Point-based annotation data:
....
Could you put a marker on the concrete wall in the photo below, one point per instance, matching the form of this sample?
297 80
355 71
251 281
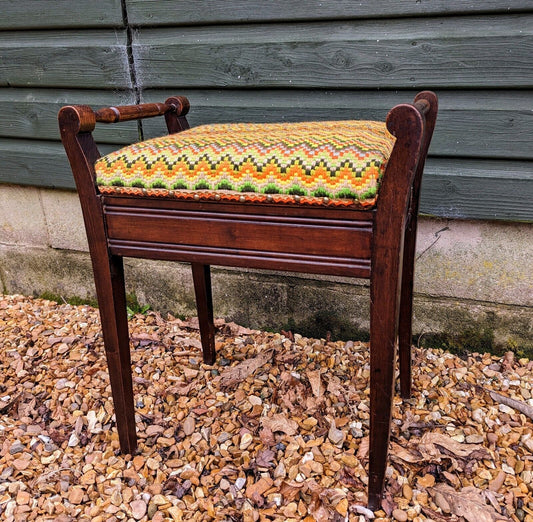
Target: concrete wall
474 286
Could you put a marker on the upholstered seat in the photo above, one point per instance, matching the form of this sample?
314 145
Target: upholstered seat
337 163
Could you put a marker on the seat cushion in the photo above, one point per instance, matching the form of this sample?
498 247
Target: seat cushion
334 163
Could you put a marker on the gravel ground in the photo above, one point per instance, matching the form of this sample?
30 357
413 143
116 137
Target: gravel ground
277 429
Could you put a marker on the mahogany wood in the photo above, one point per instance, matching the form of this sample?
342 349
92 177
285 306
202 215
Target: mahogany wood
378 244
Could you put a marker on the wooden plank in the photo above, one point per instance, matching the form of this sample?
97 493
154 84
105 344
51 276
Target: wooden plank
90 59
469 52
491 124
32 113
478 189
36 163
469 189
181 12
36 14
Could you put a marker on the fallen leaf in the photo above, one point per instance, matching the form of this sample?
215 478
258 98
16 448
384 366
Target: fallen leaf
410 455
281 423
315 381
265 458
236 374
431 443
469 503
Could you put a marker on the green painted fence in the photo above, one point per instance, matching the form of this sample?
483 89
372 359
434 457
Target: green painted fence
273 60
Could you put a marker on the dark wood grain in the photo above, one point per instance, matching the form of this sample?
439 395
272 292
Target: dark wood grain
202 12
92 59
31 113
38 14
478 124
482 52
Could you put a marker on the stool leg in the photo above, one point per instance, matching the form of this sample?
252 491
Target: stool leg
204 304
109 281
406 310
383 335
....
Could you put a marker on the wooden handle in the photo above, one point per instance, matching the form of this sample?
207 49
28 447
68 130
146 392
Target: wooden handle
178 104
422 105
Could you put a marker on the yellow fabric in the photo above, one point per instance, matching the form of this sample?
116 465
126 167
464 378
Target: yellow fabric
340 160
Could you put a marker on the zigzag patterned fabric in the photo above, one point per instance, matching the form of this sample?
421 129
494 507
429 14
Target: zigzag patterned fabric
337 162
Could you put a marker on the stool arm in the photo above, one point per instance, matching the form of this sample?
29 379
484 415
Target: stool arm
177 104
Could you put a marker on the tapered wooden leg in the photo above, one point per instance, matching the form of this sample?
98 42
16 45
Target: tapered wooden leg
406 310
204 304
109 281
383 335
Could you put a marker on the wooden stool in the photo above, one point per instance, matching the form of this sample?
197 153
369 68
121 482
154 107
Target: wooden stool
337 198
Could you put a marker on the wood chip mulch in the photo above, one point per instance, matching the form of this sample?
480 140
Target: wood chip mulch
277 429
....
DIRECTIVE: Pick out each line of the records that contains the word "fence", and copy those lines.

SOLUTION:
Could you put a marker on the green painted fence in the photo above, one point per instance, matching the form of this sample?
Target: green painted fence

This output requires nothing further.